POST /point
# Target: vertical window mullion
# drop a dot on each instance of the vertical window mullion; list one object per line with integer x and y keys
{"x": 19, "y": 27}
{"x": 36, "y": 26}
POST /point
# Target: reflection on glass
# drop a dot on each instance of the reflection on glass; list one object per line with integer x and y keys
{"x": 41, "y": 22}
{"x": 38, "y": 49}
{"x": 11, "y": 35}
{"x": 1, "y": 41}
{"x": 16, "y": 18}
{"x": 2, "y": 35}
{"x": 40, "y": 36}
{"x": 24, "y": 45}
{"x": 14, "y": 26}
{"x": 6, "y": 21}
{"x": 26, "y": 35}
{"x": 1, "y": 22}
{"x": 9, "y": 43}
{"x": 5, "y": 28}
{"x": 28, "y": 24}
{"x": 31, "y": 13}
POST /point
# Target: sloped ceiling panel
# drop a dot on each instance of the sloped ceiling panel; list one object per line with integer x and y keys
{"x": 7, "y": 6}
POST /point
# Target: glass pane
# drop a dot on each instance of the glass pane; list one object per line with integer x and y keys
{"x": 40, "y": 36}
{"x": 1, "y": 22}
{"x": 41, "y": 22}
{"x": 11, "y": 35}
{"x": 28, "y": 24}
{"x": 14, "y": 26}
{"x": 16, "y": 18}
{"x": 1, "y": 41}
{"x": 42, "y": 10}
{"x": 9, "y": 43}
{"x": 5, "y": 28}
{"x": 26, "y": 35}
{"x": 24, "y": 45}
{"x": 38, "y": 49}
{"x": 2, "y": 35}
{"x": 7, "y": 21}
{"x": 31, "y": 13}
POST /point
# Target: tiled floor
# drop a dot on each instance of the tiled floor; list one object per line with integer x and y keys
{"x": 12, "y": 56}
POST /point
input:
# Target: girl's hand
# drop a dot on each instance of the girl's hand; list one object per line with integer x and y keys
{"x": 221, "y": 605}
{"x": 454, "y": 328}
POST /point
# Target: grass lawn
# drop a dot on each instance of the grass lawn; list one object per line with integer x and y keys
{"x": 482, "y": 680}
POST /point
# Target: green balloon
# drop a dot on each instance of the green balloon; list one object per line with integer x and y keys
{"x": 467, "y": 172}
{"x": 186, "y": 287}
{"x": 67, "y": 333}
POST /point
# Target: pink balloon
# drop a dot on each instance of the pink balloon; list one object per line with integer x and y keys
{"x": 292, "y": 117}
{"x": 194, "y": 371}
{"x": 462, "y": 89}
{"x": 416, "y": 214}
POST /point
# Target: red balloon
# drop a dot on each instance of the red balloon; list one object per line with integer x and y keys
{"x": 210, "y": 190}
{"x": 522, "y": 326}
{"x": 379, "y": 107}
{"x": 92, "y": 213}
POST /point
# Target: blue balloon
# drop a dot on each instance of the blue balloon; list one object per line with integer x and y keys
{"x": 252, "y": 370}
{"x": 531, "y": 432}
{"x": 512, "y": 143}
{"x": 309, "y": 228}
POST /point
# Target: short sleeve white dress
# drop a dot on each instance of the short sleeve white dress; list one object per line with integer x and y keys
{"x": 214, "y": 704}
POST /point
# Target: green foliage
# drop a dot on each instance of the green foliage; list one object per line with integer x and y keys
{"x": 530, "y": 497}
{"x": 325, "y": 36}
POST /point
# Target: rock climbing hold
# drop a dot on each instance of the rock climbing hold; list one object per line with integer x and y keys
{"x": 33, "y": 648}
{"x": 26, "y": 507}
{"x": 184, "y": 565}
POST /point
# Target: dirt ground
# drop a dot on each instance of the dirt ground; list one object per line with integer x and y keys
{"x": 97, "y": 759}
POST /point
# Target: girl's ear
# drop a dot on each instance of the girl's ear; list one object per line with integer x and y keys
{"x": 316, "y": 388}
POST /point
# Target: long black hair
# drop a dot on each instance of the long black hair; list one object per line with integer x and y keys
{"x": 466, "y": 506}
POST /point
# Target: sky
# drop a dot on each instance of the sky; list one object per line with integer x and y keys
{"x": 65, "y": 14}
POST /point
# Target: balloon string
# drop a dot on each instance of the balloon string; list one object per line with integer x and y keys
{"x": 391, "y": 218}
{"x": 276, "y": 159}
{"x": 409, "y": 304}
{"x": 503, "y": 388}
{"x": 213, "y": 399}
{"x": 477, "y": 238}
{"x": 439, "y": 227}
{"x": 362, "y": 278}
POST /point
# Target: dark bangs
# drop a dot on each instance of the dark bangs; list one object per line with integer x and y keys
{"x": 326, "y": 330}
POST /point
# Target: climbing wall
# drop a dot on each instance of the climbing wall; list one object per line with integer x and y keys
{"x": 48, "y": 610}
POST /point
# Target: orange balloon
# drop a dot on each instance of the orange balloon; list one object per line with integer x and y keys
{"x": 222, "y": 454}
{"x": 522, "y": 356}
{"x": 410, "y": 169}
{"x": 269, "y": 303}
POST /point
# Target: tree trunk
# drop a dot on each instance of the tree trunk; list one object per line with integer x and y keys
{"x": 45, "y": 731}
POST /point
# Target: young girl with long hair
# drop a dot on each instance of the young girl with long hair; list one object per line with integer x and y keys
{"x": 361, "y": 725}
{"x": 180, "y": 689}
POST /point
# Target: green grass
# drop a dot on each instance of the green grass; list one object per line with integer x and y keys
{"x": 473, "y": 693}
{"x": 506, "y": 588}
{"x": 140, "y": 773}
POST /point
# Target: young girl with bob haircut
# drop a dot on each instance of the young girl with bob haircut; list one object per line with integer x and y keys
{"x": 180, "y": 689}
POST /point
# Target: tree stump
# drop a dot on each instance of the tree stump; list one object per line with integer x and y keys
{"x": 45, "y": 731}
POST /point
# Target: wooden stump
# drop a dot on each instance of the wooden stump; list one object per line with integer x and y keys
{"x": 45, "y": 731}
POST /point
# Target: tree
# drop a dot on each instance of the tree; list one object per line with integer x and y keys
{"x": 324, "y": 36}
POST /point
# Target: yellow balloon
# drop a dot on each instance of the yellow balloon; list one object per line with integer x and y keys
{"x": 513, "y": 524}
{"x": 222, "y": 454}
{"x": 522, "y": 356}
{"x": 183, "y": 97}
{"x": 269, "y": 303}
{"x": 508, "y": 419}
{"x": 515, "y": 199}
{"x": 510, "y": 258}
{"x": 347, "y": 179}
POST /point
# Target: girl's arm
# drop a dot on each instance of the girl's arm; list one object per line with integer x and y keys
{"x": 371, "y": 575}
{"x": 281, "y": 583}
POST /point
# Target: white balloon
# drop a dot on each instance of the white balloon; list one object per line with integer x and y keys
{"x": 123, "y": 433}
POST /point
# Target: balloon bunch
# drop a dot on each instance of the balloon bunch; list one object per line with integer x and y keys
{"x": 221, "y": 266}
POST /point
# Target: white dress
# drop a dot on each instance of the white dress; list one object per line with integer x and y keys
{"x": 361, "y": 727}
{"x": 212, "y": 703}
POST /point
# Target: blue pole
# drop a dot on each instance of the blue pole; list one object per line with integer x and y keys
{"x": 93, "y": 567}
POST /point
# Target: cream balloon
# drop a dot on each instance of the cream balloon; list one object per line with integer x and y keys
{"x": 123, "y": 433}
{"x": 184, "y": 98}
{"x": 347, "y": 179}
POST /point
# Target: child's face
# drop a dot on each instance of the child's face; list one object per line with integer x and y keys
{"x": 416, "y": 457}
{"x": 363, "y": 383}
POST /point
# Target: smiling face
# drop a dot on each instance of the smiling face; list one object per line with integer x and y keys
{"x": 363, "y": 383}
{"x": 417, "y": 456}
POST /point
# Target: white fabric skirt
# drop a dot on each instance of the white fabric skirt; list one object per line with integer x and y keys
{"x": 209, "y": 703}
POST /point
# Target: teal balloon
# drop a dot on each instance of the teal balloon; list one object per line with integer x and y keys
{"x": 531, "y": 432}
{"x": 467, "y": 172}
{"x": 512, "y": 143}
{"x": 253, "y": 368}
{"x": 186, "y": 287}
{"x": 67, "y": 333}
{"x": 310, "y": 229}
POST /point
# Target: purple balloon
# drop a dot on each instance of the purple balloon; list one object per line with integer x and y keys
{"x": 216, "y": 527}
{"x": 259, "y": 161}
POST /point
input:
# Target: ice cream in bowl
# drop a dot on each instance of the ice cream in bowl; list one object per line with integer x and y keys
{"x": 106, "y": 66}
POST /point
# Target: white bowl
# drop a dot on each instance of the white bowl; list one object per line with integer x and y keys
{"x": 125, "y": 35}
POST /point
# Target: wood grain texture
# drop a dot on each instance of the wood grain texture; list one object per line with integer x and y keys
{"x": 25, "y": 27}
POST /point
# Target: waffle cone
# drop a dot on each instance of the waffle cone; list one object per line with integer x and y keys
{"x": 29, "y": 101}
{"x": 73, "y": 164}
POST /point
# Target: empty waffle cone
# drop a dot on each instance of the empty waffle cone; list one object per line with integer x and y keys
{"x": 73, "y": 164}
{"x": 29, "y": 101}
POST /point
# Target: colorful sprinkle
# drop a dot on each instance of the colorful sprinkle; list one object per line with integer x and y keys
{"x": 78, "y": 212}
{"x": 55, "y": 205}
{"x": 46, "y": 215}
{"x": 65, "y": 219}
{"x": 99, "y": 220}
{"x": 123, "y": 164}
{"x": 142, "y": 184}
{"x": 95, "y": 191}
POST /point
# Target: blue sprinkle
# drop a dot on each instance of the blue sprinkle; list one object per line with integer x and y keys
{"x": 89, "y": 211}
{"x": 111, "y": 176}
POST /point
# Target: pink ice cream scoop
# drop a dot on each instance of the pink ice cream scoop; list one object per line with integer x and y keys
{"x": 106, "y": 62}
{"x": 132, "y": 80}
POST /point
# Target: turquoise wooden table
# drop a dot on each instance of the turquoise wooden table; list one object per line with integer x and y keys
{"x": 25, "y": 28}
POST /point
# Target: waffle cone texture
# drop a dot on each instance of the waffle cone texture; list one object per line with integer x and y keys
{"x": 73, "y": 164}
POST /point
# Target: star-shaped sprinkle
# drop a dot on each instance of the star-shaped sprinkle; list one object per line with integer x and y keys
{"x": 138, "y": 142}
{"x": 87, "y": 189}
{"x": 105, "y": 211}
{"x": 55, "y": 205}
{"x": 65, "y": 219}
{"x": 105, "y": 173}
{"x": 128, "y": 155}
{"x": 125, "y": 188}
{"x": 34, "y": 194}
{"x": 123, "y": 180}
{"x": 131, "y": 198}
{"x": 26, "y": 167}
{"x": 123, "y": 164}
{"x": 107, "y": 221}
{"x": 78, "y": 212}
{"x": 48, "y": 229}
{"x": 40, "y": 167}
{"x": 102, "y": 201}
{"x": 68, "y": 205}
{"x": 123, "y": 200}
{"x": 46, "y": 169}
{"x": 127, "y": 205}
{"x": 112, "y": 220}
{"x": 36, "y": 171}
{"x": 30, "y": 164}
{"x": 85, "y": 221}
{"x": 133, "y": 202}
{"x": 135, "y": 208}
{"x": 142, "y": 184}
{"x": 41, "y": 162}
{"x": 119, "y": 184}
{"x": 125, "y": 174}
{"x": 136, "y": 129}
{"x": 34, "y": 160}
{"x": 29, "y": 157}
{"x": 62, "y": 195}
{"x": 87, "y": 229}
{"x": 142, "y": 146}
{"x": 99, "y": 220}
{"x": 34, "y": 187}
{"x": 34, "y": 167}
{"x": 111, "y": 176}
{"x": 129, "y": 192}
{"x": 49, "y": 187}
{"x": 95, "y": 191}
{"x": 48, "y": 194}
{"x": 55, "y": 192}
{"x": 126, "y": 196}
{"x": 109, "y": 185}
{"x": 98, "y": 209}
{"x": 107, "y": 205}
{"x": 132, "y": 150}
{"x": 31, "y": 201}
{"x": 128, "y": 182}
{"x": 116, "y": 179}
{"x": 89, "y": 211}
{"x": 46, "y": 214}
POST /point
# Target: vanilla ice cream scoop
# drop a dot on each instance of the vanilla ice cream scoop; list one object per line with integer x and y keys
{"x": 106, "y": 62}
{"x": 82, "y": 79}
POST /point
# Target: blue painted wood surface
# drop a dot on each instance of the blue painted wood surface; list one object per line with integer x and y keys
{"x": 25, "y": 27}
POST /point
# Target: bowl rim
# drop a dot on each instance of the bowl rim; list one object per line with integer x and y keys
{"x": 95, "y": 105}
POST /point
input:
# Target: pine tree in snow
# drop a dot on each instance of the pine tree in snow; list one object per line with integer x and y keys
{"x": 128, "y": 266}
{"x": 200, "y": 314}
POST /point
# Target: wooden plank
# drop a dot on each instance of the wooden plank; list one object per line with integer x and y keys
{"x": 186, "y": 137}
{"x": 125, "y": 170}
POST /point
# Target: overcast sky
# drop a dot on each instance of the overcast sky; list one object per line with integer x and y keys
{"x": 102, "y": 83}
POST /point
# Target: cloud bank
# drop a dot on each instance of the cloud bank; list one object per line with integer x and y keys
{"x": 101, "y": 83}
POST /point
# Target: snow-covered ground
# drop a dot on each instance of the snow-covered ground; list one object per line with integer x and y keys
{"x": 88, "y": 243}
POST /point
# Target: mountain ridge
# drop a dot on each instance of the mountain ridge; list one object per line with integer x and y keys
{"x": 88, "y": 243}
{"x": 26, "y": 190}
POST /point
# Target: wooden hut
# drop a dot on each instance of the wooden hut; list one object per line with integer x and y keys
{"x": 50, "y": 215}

> _Task directions_:
How many lines in the records above contain the string "sloped"? Reply with the number alone.

> _Full response_:
2